▶ _Study material_:
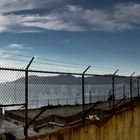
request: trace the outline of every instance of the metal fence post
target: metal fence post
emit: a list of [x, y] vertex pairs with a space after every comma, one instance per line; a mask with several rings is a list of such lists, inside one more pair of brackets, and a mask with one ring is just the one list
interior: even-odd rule
[[85, 123], [85, 119], [84, 119], [84, 111], [85, 111], [85, 79], [84, 79], [84, 75], [89, 68], [90, 68], [90, 66], [82, 73], [82, 121], [83, 121], [83, 124]]
[[89, 91], [89, 105], [91, 107], [91, 90]]
[[135, 72], [133, 72], [130, 76], [130, 98], [131, 98], [131, 102], [133, 100], [133, 89], [132, 89], [132, 76], [135, 74]]
[[77, 105], [77, 98], [75, 99], [75, 103], [76, 103], [76, 105]]
[[119, 70], [117, 69], [116, 72], [112, 75], [112, 97], [113, 97], [113, 112], [115, 111], [115, 74]]
[[125, 105], [125, 85], [123, 85], [123, 96], [124, 96], [124, 105]]
[[24, 128], [24, 135], [28, 137], [28, 69], [34, 60], [34, 57], [31, 59], [29, 64], [25, 69], [25, 128]]
[[138, 97], [140, 96], [140, 83], [139, 83], [139, 77], [137, 77], [137, 89], [138, 89]]
[[59, 99], [57, 99], [57, 105], [59, 106]]
[[109, 91], [109, 93], [108, 93], [108, 101], [109, 101], [109, 111], [111, 110], [111, 100], [110, 100], [110, 96], [111, 96], [111, 90]]
[[48, 106], [50, 105], [50, 103], [49, 103], [49, 99], [48, 99]]

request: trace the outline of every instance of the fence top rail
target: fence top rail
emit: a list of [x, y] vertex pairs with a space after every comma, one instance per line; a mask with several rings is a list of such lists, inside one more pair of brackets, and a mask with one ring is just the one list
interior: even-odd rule
[[[70, 72], [58, 72], [58, 71], [41, 71], [41, 70], [27, 70], [27, 69], [20, 69], [20, 68], [4, 68], [4, 67], [0, 67], [0, 70], [6, 70], [6, 71], [21, 71], [21, 72], [34, 72], [34, 73], [48, 73], [48, 74], [67, 74], [67, 75], [79, 75], [82, 76], [82, 73], [70, 73]], [[105, 74], [105, 75], [101, 75], [101, 74], [84, 74], [85, 76], [95, 76], [95, 77], [112, 77], [113, 74]], [[120, 75], [115, 75], [114, 77], [120, 77], [120, 78], [130, 78], [130, 76], [120, 76]], [[140, 79], [139, 76], [133, 76], [133, 78], [138, 78]]]

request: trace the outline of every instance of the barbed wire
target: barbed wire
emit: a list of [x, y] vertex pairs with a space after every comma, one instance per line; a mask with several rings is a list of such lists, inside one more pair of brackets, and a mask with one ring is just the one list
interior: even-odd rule
[[61, 64], [53, 64], [53, 63], [43, 63], [43, 62], [39, 62], [39, 61], [34, 61], [33, 63], [36, 64], [40, 64], [40, 65], [52, 65], [52, 66], [61, 66], [61, 67], [70, 67], [70, 68], [82, 68], [82, 67], [78, 67], [78, 66], [70, 66], [70, 65], [61, 65]]
[[[3, 54], [9, 54], [9, 55], [14, 55], [16, 57], [26, 57], [26, 58], [32, 58], [32, 56], [29, 55], [23, 55], [23, 54], [15, 54], [15, 53], [10, 53], [10, 52], [3, 52]], [[7, 61], [21, 61], [21, 62], [29, 62], [29, 60], [25, 60], [25, 59], [19, 59], [19, 58], [9, 58], [9, 57], [0, 57], [1, 59], [5, 59]], [[38, 61], [36, 61], [38, 60]], [[39, 61], [40, 60], [40, 61]], [[47, 62], [42, 62], [42, 61], [48, 61]], [[73, 63], [73, 62], [66, 62], [66, 61], [60, 61], [60, 60], [55, 60], [55, 59], [47, 59], [47, 58], [40, 58], [40, 57], [36, 57], [35, 56], [35, 60], [33, 63], [36, 64], [40, 64], [40, 65], [52, 65], [52, 66], [56, 66], [56, 67], [68, 67], [68, 68], [73, 68], [73, 69], [84, 69], [85, 67], [89, 66], [87, 64], [80, 64], [80, 63]], [[91, 70], [92, 69], [92, 70]], [[106, 72], [111, 72], [113, 73], [116, 69], [113, 68], [107, 68], [107, 67], [99, 67], [99, 66], [95, 66], [95, 65], [91, 65], [91, 68], [89, 71], [94, 72], [94, 70], [99, 70], [99, 71], [106, 71]], [[132, 73], [133, 70], [125, 70], [125, 69], [120, 69], [120, 72], [125, 72], [125, 73]], [[137, 72], [138, 73], [138, 72]]]
[[81, 72], [82, 70], [81, 69], [74, 69], [74, 70], [72, 70], [72, 69], [62, 69], [62, 68], [52, 68], [52, 67], [49, 67], [49, 68], [46, 68], [46, 67], [39, 67], [39, 66], [31, 66], [31, 68], [30, 69], [32, 69], [32, 68], [35, 68], [35, 69], [43, 69], [43, 70], [49, 70], [49, 71], [63, 71], [63, 72], [73, 72], [73, 71], [77, 71], [77, 72]]
[[13, 60], [13, 61], [22, 61], [22, 62], [29, 62], [27, 60], [23, 60], [23, 59], [16, 59], [16, 58], [8, 58], [8, 57], [0, 57], [1, 59], [5, 59], [5, 60]]
[[[24, 56], [24, 55], [19, 55], [19, 56]], [[0, 57], [1, 59], [5, 59], [5, 60], [14, 60], [14, 61], [22, 61], [22, 62], [29, 62], [29, 60], [23, 60], [23, 59], [17, 59], [17, 58], [8, 58], [8, 57]], [[30, 57], [31, 58], [31, 57]], [[47, 59], [46, 59], [47, 60]], [[50, 61], [54, 61], [56, 62], [55, 60], [50, 60]], [[71, 67], [71, 68], [80, 68], [82, 69], [83, 67], [80, 67], [80, 66], [69, 66], [69, 65], [61, 65], [61, 64], [55, 64], [55, 63], [47, 63], [47, 62], [39, 62], [39, 61], [34, 61], [33, 63], [36, 63], [36, 64], [41, 64], [41, 65], [52, 65], [52, 66], [62, 66], [62, 67]], [[60, 61], [61, 63], [61, 61]], [[63, 62], [64, 63], [64, 62]], [[65, 62], [66, 63], [66, 62]], [[68, 63], [69, 64], [69, 63]], [[76, 65], [75, 63], [70, 63], [70, 64], [74, 64]], [[80, 65], [80, 64], [79, 64]], [[88, 65], [83, 65], [83, 66], [88, 66]], [[93, 66], [92, 66], [93, 67]], [[94, 69], [100, 69], [100, 70], [105, 70], [104, 68], [99, 68], [99, 67], [93, 67]]]
[[[32, 58], [32, 56], [29, 56], [29, 55], [15, 54], [15, 53], [10, 53], [10, 52], [3, 52], [3, 54], [9, 54], [9, 55], [15, 55], [15, 56]], [[86, 66], [86, 67], [89, 66], [88, 64], [80, 64], [80, 63], [66, 62], [66, 61], [60, 61], [60, 60], [55, 60], [55, 59], [40, 58], [40, 57], [36, 57], [36, 56], [35, 56], [35, 59], [43, 60], [43, 61], [57, 62], [57, 63], [64, 63], [66, 65], [76, 65], [76, 66]], [[10, 58], [9, 58], [9, 60], [10, 60]], [[37, 63], [43, 63], [43, 62], [37, 62]], [[105, 67], [104, 68], [103, 67], [98, 67], [98, 66], [92, 66], [92, 67], [98, 68], [98, 69], [108, 69], [108, 70], [110, 69], [110, 70], [113, 70], [111, 68], [105, 68]]]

▶ _What is needed_:
Everything in the entries except the pictures must be duplicated exactly.

▶ _Worked solution_:
request: trace the outline of every instance of the metal fence post
target: metal fence post
emit: a list of [x, y] vertex pairs with a space after every comma, one instance per line; a mask with several rings is a list of such lists, inside one more pair of brackets, and a mask with one ring is just the one list
interior: even-odd rule
[[85, 123], [85, 119], [84, 119], [84, 111], [85, 111], [85, 79], [84, 79], [84, 75], [89, 68], [90, 68], [90, 66], [82, 73], [82, 121], [83, 121], [83, 124]]
[[89, 91], [89, 105], [91, 107], [91, 90]]
[[135, 72], [133, 72], [130, 76], [130, 98], [131, 98], [131, 102], [133, 100], [133, 89], [132, 89], [132, 76], [135, 74]]
[[77, 105], [77, 98], [75, 99], [75, 103], [76, 103], [76, 105]]
[[119, 70], [117, 69], [116, 72], [112, 75], [112, 97], [113, 97], [113, 112], [115, 111], [115, 74]]
[[125, 105], [125, 85], [123, 85], [123, 96], [124, 96], [124, 105]]
[[24, 128], [24, 135], [28, 137], [28, 69], [34, 60], [34, 57], [31, 59], [29, 64], [25, 69], [25, 128]]
[[138, 97], [140, 96], [140, 83], [139, 83], [139, 77], [137, 77], [137, 89], [138, 89]]
[[59, 99], [57, 99], [57, 105], [59, 106]]
[[109, 91], [109, 93], [108, 93], [108, 101], [109, 101], [109, 111], [111, 110], [111, 100], [110, 100], [110, 96], [111, 96], [111, 90]]
[[48, 106], [50, 105], [50, 103], [49, 103], [49, 99], [48, 99]]

request: trace the outline of every instance of the fence top rail
target: fence top rail
emit: a list of [x, y] vertex pairs with a space after every comma, one instance per line; a mask with several rings is a list of such lists, inside one more pair of brackets, and a mask with one ring is just the one list
interior: even-odd rule
[[[70, 72], [58, 72], [58, 71], [41, 71], [41, 70], [27, 70], [27, 69], [20, 69], [20, 68], [4, 68], [4, 67], [0, 67], [0, 70], [6, 70], [6, 71], [21, 71], [21, 72], [34, 72], [34, 73], [48, 73], [48, 74], [67, 74], [67, 75], [79, 75], [82, 76], [82, 73], [70, 73]], [[105, 74], [105, 75], [101, 75], [101, 74], [84, 74], [85, 76], [95, 76], [95, 77], [112, 77], [113, 74]], [[120, 75], [115, 75], [114, 77], [120, 77], [120, 78], [130, 78], [130, 76], [120, 76]], [[140, 79], [139, 76], [133, 76], [133, 78], [138, 78]]]

request: trace the outline of every instance of the barbed wire
target: barbed wire
emit: a list of [x, y] vertex pairs with a space after every comma, one instance per line; a mask with several rings is a list of such lists, inside one more pair of brackets, and a mask with one ring is just the one list
interior: even-odd rule
[[61, 64], [53, 64], [53, 63], [43, 63], [43, 62], [39, 62], [39, 61], [34, 61], [33, 63], [36, 64], [40, 64], [40, 65], [52, 65], [52, 66], [61, 66], [61, 67], [70, 67], [70, 68], [82, 68], [82, 67], [78, 67], [78, 66], [70, 66], [70, 65], [61, 65]]
[[[3, 54], [9, 54], [9, 55], [14, 55], [16, 57], [26, 57], [26, 58], [32, 58], [32, 56], [29, 55], [23, 55], [23, 54], [15, 54], [15, 53], [10, 53], [10, 52], [3, 52]], [[7, 61], [21, 61], [21, 62], [29, 62], [29, 60], [25, 60], [25, 59], [19, 59], [19, 58], [9, 58], [9, 57], [0, 57], [1, 59], [5, 59]], [[38, 61], [36, 61], [38, 60]], [[39, 61], [40, 60], [40, 61]], [[47, 62], [42, 62], [42, 61], [48, 61]], [[73, 63], [73, 62], [66, 62], [66, 61], [60, 61], [60, 60], [55, 60], [55, 59], [47, 59], [47, 58], [40, 58], [40, 57], [36, 57], [35, 56], [35, 60], [33, 63], [36, 64], [40, 64], [40, 65], [52, 65], [52, 66], [56, 66], [56, 67], [68, 67], [68, 68], [73, 68], [73, 69], [84, 69], [85, 67], [89, 66], [87, 64], [80, 64], [80, 63]], [[91, 70], [92, 69], [92, 70]], [[106, 72], [111, 72], [113, 73], [116, 69], [113, 68], [107, 68], [107, 67], [99, 67], [99, 66], [95, 66], [95, 65], [91, 65], [91, 68], [89, 71], [94, 72], [94, 70], [99, 70], [99, 71], [106, 71]], [[132, 73], [133, 70], [125, 70], [125, 69], [120, 69], [120, 72], [125, 72], [125, 73]], [[137, 72], [138, 73], [138, 72]]]
[[81, 72], [82, 70], [81, 69], [74, 69], [74, 70], [72, 70], [72, 69], [62, 69], [62, 68], [52, 68], [52, 67], [49, 67], [49, 68], [46, 68], [46, 67], [39, 67], [39, 66], [31, 66], [31, 68], [30, 69], [32, 69], [32, 68], [35, 68], [35, 69], [43, 69], [43, 70], [49, 70], [49, 71], [63, 71], [63, 72], [73, 72], [73, 71], [77, 71], [77, 72]]
[[13, 60], [13, 61], [22, 61], [22, 62], [29, 62], [27, 60], [23, 60], [23, 59], [16, 59], [16, 58], [8, 58], [8, 57], [0, 57], [1, 59], [5, 59], [5, 60]]
[[[24, 56], [24, 55], [19, 55], [19, 56]], [[0, 57], [1, 59], [5, 59], [5, 60], [14, 60], [14, 61], [22, 61], [22, 62], [29, 62], [29, 60], [23, 60], [23, 59], [17, 59], [17, 58], [8, 58], [8, 57]], [[30, 57], [31, 58], [31, 57]], [[47, 59], [46, 59], [47, 60]], [[50, 61], [54, 61], [56, 62], [55, 60], [50, 60]], [[71, 67], [71, 68], [80, 68], [82, 69], [83, 67], [80, 67], [80, 66], [69, 66], [69, 65], [61, 65], [61, 64], [55, 64], [55, 63], [47, 63], [47, 62], [39, 62], [39, 61], [34, 61], [33, 63], [36, 63], [36, 64], [41, 64], [41, 65], [52, 65], [52, 66], [62, 66], [62, 67]], [[60, 61], [61, 63], [61, 61]], [[63, 62], [64, 63], [64, 62]], [[65, 62], [66, 63], [66, 62]], [[68, 63], [69, 64], [69, 63]], [[76, 65], [75, 63], [70, 63], [70, 64], [74, 64]], [[80, 65], [80, 64], [79, 64]], [[88, 65], [83, 65], [83, 66], [88, 66]], [[93, 66], [92, 66], [93, 67]], [[94, 69], [100, 69], [100, 70], [105, 70], [104, 68], [99, 68], [99, 67], [93, 67]]]
[[[32, 58], [32, 56], [29, 56], [29, 55], [15, 54], [15, 53], [10, 53], [10, 52], [3, 52], [3, 54], [9, 54], [9, 55], [15, 55], [15, 56]], [[86, 66], [86, 67], [89, 66], [88, 64], [80, 64], [80, 63], [66, 62], [66, 61], [60, 61], [60, 60], [55, 60], [55, 59], [40, 58], [40, 57], [36, 57], [36, 56], [35, 56], [35, 59], [43, 60], [43, 61], [57, 62], [57, 63], [64, 63], [66, 65], [76, 65], [76, 66]], [[10, 58], [9, 58], [9, 60], [10, 60]], [[37, 63], [43, 63], [43, 62], [37, 62]], [[105, 67], [104, 68], [103, 67], [98, 67], [98, 66], [92, 66], [92, 67], [98, 68], [98, 69], [108, 69], [108, 70], [110, 69], [110, 70], [113, 70], [111, 68], [105, 68]]]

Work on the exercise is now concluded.